TASK GOAL:
Extract and copy word for word the lines starting with the line that contains "of the short" and going on through the final line, including both ends.

[Entries drawn from a collection]
START

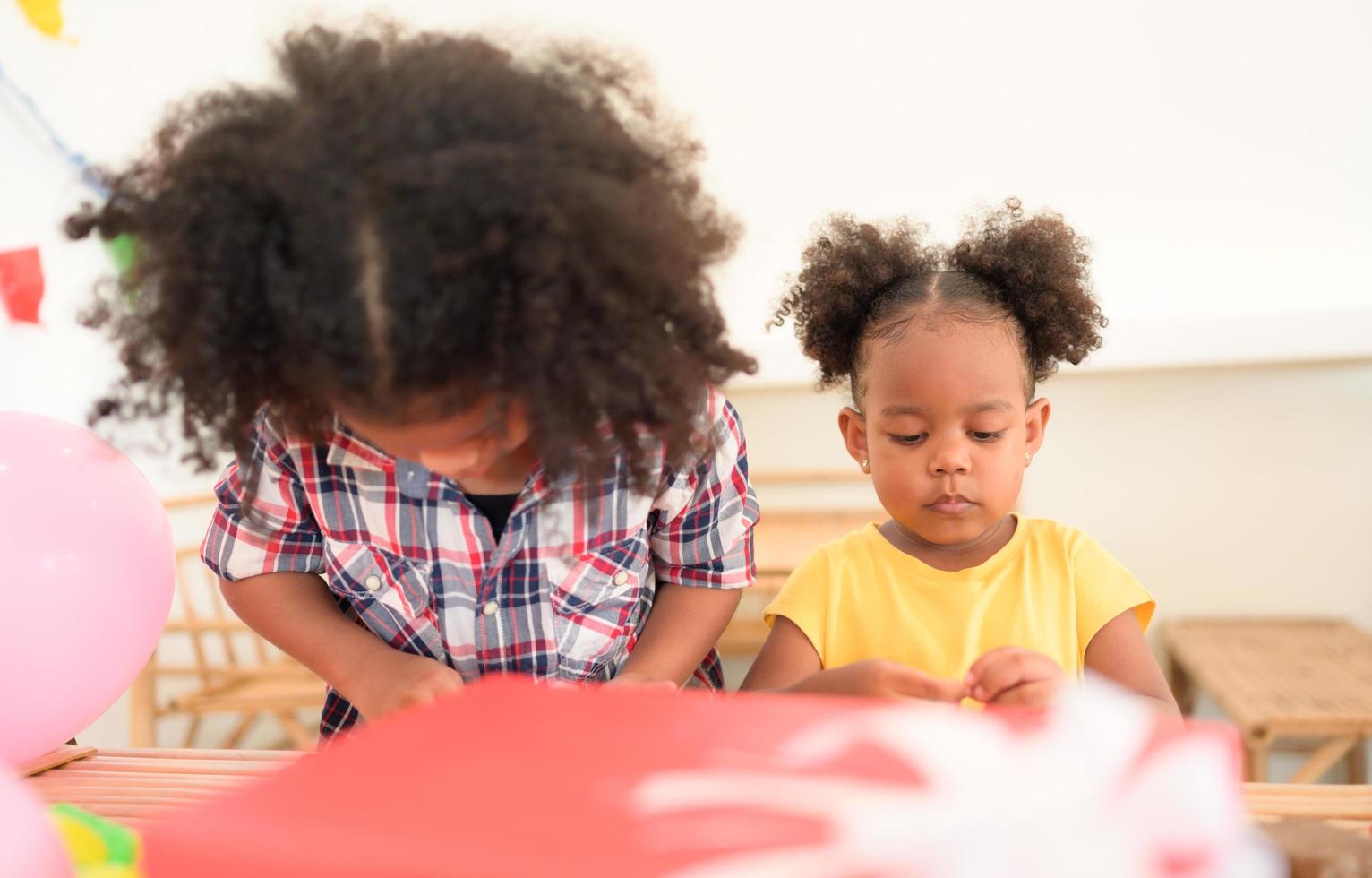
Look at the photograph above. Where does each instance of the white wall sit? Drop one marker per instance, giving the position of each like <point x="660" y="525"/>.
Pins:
<point x="1213" y="151"/>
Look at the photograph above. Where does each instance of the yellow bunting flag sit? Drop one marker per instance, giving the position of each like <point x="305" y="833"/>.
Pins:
<point x="44" y="14"/>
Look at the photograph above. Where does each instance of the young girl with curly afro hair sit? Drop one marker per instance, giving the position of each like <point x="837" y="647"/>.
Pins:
<point x="450" y="309"/>
<point x="956" y="596"/>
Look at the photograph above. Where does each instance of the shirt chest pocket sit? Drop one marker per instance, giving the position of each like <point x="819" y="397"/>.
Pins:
<point x="598" y="599"/>
<point x="384" y="589"/>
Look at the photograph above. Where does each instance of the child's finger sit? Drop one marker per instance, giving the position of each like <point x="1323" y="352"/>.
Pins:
<point x="980" y="666"/>
<point x="1008" y="670"/>
<point x="1033" y="694"/>
<point x="917" y="684"/>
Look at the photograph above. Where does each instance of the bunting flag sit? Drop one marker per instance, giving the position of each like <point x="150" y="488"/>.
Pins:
<point x="21" y="284"/>
<point x="46" y="15"/>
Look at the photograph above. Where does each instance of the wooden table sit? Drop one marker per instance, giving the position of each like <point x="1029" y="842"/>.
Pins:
<point x="1281" y="679"/>
<point x="136" y="788"/>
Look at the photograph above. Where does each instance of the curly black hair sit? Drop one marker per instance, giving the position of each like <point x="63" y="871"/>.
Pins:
<point x="420" y="220"/>
<point x="862" y="281"/>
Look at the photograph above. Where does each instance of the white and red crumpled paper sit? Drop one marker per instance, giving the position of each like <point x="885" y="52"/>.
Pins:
<point x="512" y="778"/>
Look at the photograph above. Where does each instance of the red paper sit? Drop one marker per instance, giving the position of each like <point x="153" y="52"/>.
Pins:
<point x="21" y="284"/>
<point x="523" y="779"/>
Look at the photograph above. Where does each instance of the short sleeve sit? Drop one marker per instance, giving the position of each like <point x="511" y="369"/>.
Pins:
<point x="804" y="599"/>
<point x="1105" y="589"/>
<point x="707" y="511"/>
<point x="279" y="535"/>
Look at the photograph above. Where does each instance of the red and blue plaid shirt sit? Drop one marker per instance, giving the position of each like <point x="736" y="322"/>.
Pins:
<point x="562" y="594"/>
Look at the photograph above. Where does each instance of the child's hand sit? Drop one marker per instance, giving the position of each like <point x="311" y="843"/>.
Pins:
<point x="879" y="678"/>
<point x="1018" y="676"/>
<point x="634" y="678"/>
<point x="399" y="681"/>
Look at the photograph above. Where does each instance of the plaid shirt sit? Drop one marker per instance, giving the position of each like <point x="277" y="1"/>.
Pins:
<point x="560" y="594"/>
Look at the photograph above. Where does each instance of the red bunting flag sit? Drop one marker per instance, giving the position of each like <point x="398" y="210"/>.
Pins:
<point x="21" y="284"/>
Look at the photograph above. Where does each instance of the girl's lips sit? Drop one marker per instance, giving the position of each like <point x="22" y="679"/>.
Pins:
<point x="951" y="506"/>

END

ANSWER FOR THIS EXERCISE:
Look at the photograph above. Where does each instance of the short sleeve sit? Drop one marker per instance, giving the position of each like <point x="511" y="369"/>.
Pins:
<point x="804" y="599"/>
<point x="1105" y="589"/>
<point x="707" y="511"/>
<point x="279" y="535"/>
Look at the photograph above. Where does each instance of the red and blue plaid shirt sit? Drop one marker per instance, giving the position of each like <point x="736" y="322"/>.
Pins:
<point x="562" y="594"/>
Look at the photograph above. Where does each instance of the child's hand sit? Drop one marker per instance, giving the position of each like <point x="311" y="843"/>.
Pins:
<point x="879" y="678"/>
<point x="1018" y="676"/>
<point x="634" y="678"/>
<point x="399" y="681"/>
Look at the photograph above. Where does each instance of the plaid shirt sit? Drop one marker per instance, giving the position of each like <point x="277" y="1"/>.
Pins:
<point x="560" y="594"/>
Look at the photograph above. Where does each instance of the red bunting flag sit? Drop one marker per instance, giving the position of each like <point x="398" y="210"/>.
Pins:
<point x="21" y="284"/>
Look at the photograph above. Where does each instance of the girl's lips sit? Drop one marker per instance, giving the position of each like <point x="22" y="679"/>.
Pins:
<point x="951" y="506"/>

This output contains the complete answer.